>>>
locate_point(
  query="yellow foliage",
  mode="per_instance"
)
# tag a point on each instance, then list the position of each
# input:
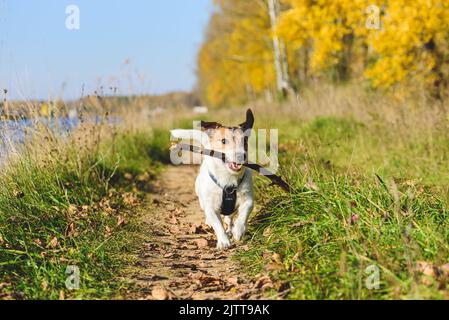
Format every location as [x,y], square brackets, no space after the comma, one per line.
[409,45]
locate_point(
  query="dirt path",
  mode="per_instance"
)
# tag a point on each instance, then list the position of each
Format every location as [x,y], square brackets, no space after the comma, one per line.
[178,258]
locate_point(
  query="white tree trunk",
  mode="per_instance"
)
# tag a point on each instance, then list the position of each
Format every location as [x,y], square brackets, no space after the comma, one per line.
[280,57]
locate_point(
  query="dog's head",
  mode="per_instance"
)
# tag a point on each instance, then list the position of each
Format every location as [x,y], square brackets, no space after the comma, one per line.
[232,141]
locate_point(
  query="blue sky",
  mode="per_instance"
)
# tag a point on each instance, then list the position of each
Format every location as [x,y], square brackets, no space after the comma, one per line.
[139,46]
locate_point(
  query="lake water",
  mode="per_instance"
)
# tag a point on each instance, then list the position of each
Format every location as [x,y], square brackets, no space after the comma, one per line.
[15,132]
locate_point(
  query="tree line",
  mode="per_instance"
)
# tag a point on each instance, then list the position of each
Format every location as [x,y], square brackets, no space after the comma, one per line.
<<<
>>>
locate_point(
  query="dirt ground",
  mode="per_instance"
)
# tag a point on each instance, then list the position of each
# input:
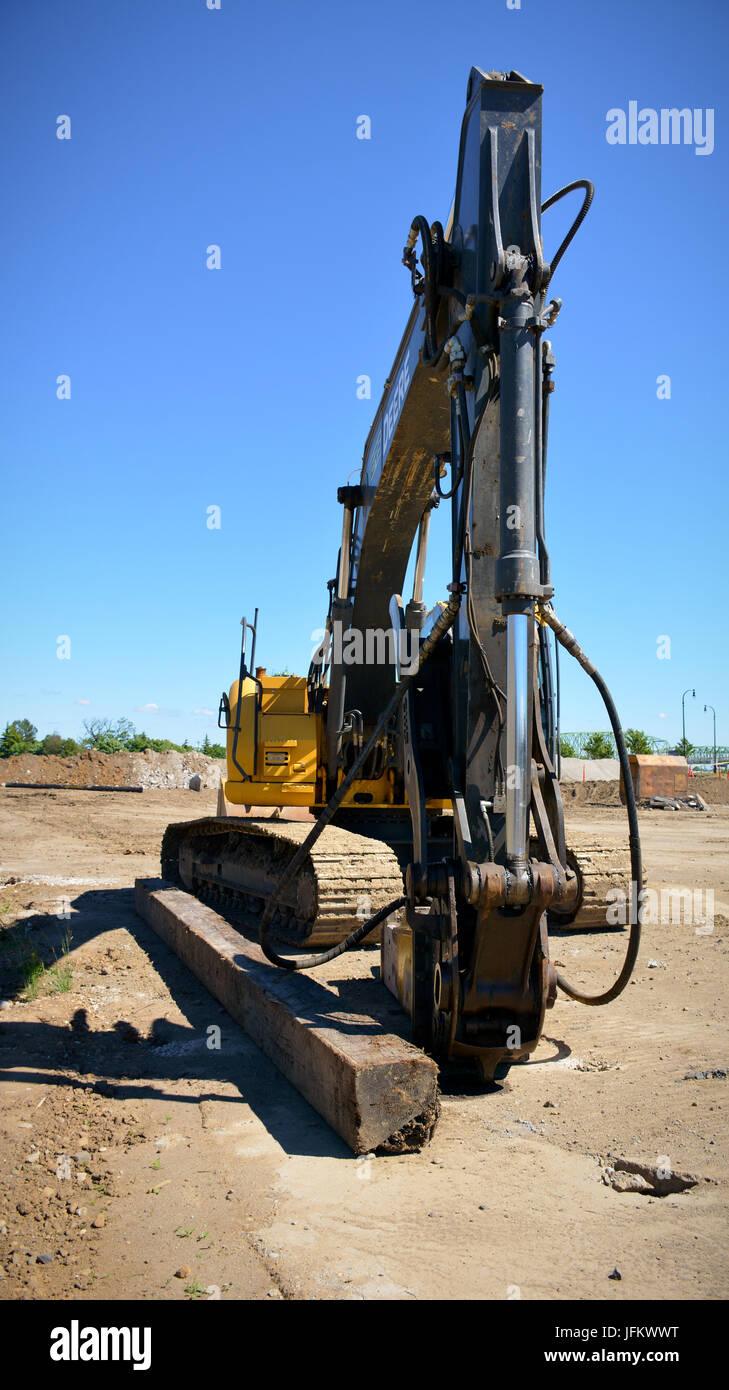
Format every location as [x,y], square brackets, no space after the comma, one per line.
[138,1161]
<<<
Task » Matching lines for the string "tree": work out how many the records contain and write only the number.

Response to the exercise » 2